-- Opening Marker --

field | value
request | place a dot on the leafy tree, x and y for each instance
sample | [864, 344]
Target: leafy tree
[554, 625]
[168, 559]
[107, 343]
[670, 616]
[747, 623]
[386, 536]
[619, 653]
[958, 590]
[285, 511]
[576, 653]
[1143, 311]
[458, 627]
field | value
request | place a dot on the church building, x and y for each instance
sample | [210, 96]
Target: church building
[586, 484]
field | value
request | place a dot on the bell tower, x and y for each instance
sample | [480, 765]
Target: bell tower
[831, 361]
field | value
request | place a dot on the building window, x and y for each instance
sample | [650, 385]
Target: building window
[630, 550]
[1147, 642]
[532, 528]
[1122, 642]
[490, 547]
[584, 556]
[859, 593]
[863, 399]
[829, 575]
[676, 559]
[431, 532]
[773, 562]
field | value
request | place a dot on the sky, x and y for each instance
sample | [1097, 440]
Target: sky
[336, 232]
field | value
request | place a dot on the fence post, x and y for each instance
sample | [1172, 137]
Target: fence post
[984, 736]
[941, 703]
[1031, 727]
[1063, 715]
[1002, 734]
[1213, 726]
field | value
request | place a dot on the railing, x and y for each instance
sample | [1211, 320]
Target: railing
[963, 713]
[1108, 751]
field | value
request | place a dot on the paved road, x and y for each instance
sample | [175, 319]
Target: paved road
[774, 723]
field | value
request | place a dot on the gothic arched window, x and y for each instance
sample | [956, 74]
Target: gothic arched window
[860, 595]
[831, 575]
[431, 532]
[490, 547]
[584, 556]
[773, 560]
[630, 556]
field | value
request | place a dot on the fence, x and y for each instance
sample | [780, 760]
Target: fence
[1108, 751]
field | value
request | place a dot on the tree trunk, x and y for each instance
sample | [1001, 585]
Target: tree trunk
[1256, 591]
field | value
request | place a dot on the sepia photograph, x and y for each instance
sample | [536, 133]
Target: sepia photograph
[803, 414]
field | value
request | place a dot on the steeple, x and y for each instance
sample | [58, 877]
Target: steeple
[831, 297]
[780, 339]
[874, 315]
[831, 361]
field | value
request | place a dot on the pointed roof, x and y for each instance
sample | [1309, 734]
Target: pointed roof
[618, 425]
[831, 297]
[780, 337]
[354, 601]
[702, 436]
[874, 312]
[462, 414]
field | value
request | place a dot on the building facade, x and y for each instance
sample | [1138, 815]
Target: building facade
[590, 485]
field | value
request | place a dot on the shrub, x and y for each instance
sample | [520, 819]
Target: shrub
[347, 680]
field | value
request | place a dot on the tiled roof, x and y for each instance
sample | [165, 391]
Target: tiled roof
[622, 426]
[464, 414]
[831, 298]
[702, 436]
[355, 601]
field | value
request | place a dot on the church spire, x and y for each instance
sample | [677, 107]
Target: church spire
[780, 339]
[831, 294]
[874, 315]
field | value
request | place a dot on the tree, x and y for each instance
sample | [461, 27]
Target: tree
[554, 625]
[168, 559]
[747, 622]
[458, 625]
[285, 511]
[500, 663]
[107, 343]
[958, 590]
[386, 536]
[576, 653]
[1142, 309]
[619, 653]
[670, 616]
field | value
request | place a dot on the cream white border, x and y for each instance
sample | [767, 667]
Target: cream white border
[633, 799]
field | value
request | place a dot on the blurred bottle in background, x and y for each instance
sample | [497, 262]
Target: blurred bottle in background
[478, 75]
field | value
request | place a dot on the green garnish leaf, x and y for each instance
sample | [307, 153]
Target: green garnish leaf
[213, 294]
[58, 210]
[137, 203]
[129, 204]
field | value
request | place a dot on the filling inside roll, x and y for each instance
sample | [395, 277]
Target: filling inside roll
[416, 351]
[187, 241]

-- Closing Marker --

WHAT YOU NEED TO DO — Working from the records above, write out verbatim only the lines from the line containing "request | place a dot on the tiled" through the line containing "sample | [677, 107]".

RESULT OF THIS TASK —
request | place a dot on the tiled roof, x and y for each instance
sample | [165, 391]
Target: tiled roof
[622, 426]
[464, 414]
[831, 298]
[702, 436]
[355, 601]
field | value
request | place a dot on the church spire, x and y for each instance
sample | [677, 107]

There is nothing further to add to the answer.